**PASSAGE FOR REVIEW**:
The percentage that the property values of homes near a CAFO can drop
In some states, industry greed is layered on top of centuries of racism. Like many polluting industries, factory farms are often disproportionally sited in minority communities. A 2014 University of North Carolina at Chapel Hill study found that African-Americans and other minorities are 1.5 times more likely than white people to live near an industrial hog operation. Herring lives in Duplin County, the top hog-producing county in the US, which is nearly half non-white and where swine operations and poultry houses proliferate, sometimes on the same land and sometimes right near a landfill as well. “Everywhere there are these dirty industries, they are primarily located in minority communities,” she says.
The hog operation spraying on Herring is not just figuratively in her backyard, it is actually on her family’s land. She says the operator manipulated documents at the Registry of Deeds in order to take the land. Her family is the only Black landowner on the road, and she believes the placement of the hog operation is intended to force them out so the land can be sold for development.
Despite the powerful meat industry interests that continue to dominate the state, Herring has never stopped fighting back, with organizations like the North Carolina Environmental Justice Network (NCEJN) and Rural Empowerment Association for Community Help (REACH). She is a party to one of 26 nuisance lawsuits filed in North Carolina against pork giant Smithfield. The five cases that have gone to trial have all been found in favor of the plaintiffs, though in response, the state legislature has passed a measure to make it even harder to file a complaint or a lawsuit against a CAFO.
A National Movement to Fight Right to Farm Laws
In Right to Harm, agricultural economist John Ikerd discusses moving to the small community of Fairfield, Iowa, and his decision to live in town rather than in the countryside. “I wouldn’t move anywhere outside of a town limit [in rural America],” he says. “Because of the fear that a CAFO would come in.”

**TASK BRIEF**: Reproduce part of the passage on factory farms word for word, starting at "Despite the powerful" and ending after "against a CAFO.".

**PROVIDED INFORMATION**:
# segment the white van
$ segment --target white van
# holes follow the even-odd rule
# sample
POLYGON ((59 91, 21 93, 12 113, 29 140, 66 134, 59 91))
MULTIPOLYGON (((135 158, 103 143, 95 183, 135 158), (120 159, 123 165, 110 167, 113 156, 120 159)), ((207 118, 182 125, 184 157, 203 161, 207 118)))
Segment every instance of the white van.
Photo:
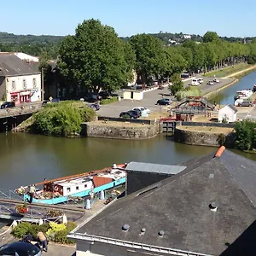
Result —
POLYGON ((193 79, 191 84, 194 86, 198 86, 198 85, 200 85, 200 80, 198 79, 193 79))

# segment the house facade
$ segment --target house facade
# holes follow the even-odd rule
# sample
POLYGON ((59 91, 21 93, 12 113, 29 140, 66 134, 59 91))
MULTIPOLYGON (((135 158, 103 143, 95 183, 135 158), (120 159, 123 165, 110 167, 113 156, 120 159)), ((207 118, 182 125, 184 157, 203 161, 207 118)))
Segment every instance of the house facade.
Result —
POLYGON ((0 55, 0 100, 41 102, 41 73, 15 55, 0 55))
POLYGON ((228 104, 218 110, 218 121, 225 120, 228 123, 236 121, 237 109, 233 105, 228 104))

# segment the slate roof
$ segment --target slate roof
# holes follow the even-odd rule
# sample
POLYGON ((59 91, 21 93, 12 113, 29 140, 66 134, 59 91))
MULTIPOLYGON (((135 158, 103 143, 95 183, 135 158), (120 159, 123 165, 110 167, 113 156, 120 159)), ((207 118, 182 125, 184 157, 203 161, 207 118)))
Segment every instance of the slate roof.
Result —
POLYGON ((223 108, 221 108, 220 109, 225 108, 226 106, 229 106, 229 108, 231 108, 234 111, 234 113, 237 112, 236 108, 235 106, 231 105, 231 104, 227 104, 227 105, 224 106, 223 108))
POLYGON ((211 255, 250 255, 244 250, 252 240, 255 244, 255 233, 230 248, 256 218, 256 162, 224 150, 220 157, 212 153, 181 166, 188 167, 118 200, 77 233, 211 255), (209 207, 212 201, 216 212, 209 207))
POLYGON ((38 66, 26 63, 15 55, 0 55, 0 76, 10 77, 40 73, 38 66))
POLYGON ((126 172, 154 172, 162 174, 177 174, 183 171, 186 166, 168 166, 158 165, 151 163, 131 162, 127 165, 126 172))

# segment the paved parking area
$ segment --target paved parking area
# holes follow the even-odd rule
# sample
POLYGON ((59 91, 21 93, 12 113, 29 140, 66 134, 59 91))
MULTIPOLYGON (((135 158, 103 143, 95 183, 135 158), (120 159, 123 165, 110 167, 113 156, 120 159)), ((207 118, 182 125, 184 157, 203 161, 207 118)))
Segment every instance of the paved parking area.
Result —
MULTIPOLYGON (((204 83, 199 86, 202 94, 216 90, 221 86, 232 82, 234 79, 221 79, 220 83, 216 83, 213 85, 207 84, 209 80, 212 80, 212 78, 204 78, 204 83)), ((191 80, 184 82, 184 86, 189 86, 189 84, 191 84, 191 80)), ((119 93, 121 95, 120 90, 119 93)), ((168 90, 168 87, 165 87, 163 90, 157 89, 144 92, 143 100, 142 101, 122 100, 121 102, 117 102, 108 105, 101 105, 101 109, 97 111, 97 114, 109 117, 119 117, 121 112, 128 111, 136 107, 145 107, 149 108, 152 112, 160 112, 162 107, 155 104, 156 102, 162 97, 172 98, 172 96, 170 96, 170 90, 168 90)))

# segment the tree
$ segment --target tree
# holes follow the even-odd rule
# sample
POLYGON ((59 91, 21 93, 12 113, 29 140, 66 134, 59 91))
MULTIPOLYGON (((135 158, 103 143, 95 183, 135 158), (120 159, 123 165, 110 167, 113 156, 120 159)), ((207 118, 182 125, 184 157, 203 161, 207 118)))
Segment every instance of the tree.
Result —
POLYGON ((218 33, 215 32, 208 31, 203 36, 204 43, 214 42, 218 40, 218 33))
POLYGON ((130 41, 136 54, 136 71, 143 83, 148 83, 150 76, 158 77, 165 69, 163 43, 152 36, 138 34, 130 41))
POLYGON ((172 95, 176 95, 177 91, 182 90, 183 89, 183 83, 181 80, 180 74, 175 73, 171 77, 172 85, 169 85, 169 90, 171 90, 172 95))
POLYGON ((79 24, 74 36, 63 39, 59 58, 61 73, 76 88, 113 91, 131 78, 123 42, 113 27, 93 19, 79 24))

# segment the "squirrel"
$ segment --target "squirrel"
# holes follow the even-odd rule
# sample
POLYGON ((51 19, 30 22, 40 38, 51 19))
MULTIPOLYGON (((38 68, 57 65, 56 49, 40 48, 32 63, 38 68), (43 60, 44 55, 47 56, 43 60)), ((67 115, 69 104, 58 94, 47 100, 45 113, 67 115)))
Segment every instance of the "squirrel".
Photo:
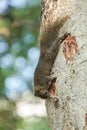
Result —
MULTIPOLYGON (((50 1, 49 1, 50 2, 50 1)), ((51 1, 53 6, 50 9, 49 2, 42 2, 42 16, 40 26, 40 58, 34 73, 34 95, 42 99, 51 98, 51 86, 56 82, 56 77, 50 77, 51 68, 58 54, 60 44, 68 36, 64 33, 59 37, 59 30, 63 27, 69 15, 61 16, 60 19, 53 20, 55 5, 57 1, 51 1), (52 12, 51 12, 52 11, 52 12)), ((57 17, 57 16, 55 16, 57 17)))

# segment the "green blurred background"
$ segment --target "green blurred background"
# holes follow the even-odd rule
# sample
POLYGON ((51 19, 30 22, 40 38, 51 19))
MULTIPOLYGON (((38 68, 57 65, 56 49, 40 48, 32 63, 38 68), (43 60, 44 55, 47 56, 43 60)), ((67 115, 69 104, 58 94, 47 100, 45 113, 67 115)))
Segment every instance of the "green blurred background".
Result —
POLYGON ((0 0, 0 130, 50 130, 33 96, 40 8, 40 0, 0 0))

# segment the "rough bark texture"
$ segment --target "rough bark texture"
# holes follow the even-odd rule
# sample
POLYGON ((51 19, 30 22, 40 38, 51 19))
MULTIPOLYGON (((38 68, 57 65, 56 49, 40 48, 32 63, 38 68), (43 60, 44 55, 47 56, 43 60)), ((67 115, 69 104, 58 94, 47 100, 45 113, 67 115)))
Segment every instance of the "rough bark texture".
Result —
POLYGON ((87 0, 43 0, 42 4, 43 48, 49 48, 46 43, 51 44, 65 32, 71 33, 78 45, 78 52, 69 61, 63 53, 64 43, 60 46, 52 69, 52 76, 57 76, 58 101, 46 100, 49 122, 53 130, 86 130, 87 0))

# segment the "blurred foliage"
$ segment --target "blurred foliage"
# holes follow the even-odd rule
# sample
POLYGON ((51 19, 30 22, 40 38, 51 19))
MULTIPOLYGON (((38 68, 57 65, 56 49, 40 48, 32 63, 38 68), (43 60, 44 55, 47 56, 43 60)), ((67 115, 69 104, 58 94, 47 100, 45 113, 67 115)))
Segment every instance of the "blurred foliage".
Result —
POLYGON ((45 118, 31 122, 16 113, 16 102, 33 87, 39 57, 40 0, 25 0, 22 6, 12 1, 0 0, 0 130, 49 130, 45 118))

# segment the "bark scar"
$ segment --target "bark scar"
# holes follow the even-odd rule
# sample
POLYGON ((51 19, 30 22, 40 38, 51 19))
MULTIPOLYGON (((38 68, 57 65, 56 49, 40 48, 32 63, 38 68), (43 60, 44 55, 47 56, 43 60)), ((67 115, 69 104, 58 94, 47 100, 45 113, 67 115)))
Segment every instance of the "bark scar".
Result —
POLYGON ((64 40, 63 54, 66 62, 73 60, 75 54, 78 52, 78 45, 75 36, 68 33, 67 38, 64 40))

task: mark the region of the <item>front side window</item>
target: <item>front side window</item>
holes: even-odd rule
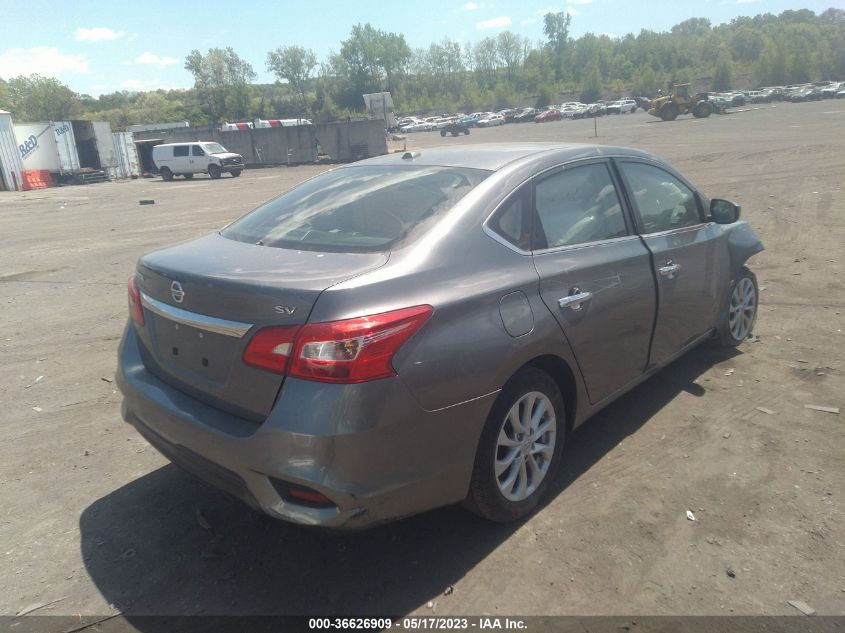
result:
[[[479,169],[361,166],[326,172],[221,231],[263,246],[388,250],[432,226],[489,175]]]
[[[535,248],[555,248],[628,234],[607,165],[565,169],[537,183],[540,227]]]
[[[490,228],[517,248],[531,249],[531,189],[512,194],[490,220]]]
[[[645,163],[620,163],[634,196],[643,233],[701,223],[695,194],[667,171]]]

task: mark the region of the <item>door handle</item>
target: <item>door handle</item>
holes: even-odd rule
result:
[[[571,308],[573,310],[580,310],[581,306],[593,298],[592,292],[580,292],[577,288],[575,293],[566,297],[561,297],[557,300],[557,304],[561,308]]]
[[[668,277],[669,279],[674,279],[675,275],[678,274],[678,271],[681,269],[680,264],[676,264],[671,259],[666,262],[663,266],[657,269],[663,277]]]

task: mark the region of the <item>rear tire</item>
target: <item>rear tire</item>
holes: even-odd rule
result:
[[[565,437],[566,409],[554,380],[534,367],[518,371],[484,424],[464,505],[500,523],[533,512],[555,480]]]
[[[674,121],[678,118],[678,105],[667,103],[660,109],[660,118],[664,121]]]
[[[757,321],[760,303],[757,277],[745,266],[731,284],[725,313],[716,334],[716,343],[722,347],[736,347],[747,339]]]

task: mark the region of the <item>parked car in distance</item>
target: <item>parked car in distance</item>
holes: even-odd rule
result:
[[[487,115],[489,114],[492,114],[492,112],[473,112],[469,116],[466,116],[461,119],[461,123],[463,123],[467,127],[476,127],[478,125],[478,121],[487,117]]]
[[[619,101],[607,104],[608,114],[630,114],[631,112],[636,112],[636,110],[637,102],[633,99],[620,99]]]
[[[825,99],[833,99],[836,93],[845,88],[845,83],[832,83],[829,86],[822,88],[822,97]]]
[[[461,121],[453,121],[440,130],[440,136],[446,136],[447,134],[451,134],[452,136],[459,136],[460,134],[469,135],[469,128]]]
[[[428,121],[414,121],[399,128],[401,132],[428,132],[431,130],[431,123]]]
[[[478,119],[476,126],[478,127],[496,127],[505,124],[505,117],[501,114],[488,114],[486,117]]]
[[[750,90],[745,93],[745,98],[751,103],[769,103],[772,100],[771,94],[764,90]]]
[[[287,521],[453,503],[518,520],[572,429],[697,344],[750,335],[763,245],[739,214],[604,145],[342,166],[140,258],[122,414]]]
[[[153,147],[153,163],[162,180],[174,176],[190,180],[195,174],[208,174],[213,179],[230,173],[237,178],[244,169],[244,158],[228,151],[220,143],[194,141],[191,143],[163,143]]]
[[[534,117],[535,123],[548,123],[549,121],[560,121],[560,110],[557,108],[551,108],[546,110],[545,112],[541,112],[537,116]]]
[[[513,117],[514,123],[525,123],[526,121],[533,121],[537,116],[538,110],[536,108],[523,108]]]

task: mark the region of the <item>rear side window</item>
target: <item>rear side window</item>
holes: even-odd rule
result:
[[[387,250],[430,227],[488,174],[404,165],[337,169],[271,200],[221,235],[279,248]]]
[[[645,163],[620,163],[634,196],[643,233],[659,233],[701,222],[693,191],[667,171]]]
[[[537,183],[535,248],[555,248],[628,234],[616,187],[604,163],[557,172]]]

**SOLUTION TO THIS TASK**:
Despite the powerful meat industry interests that continue to dominate the state, Herring has never stopped fighting back, with organizations like the North Carolina Environmental Justice Network (NCEJN) and Rural Empowerment Association for Community Help (REACH). She is a party to one of 26 nuisance lawsuits filed in North Carolina against pork giant Smithfield. The five cases that have gone to trial have all been found in favor of the plaintiffs, though in response, the state legislature has passed a measure to make it even harder to file a complaint or a lawsuit against a CAFO.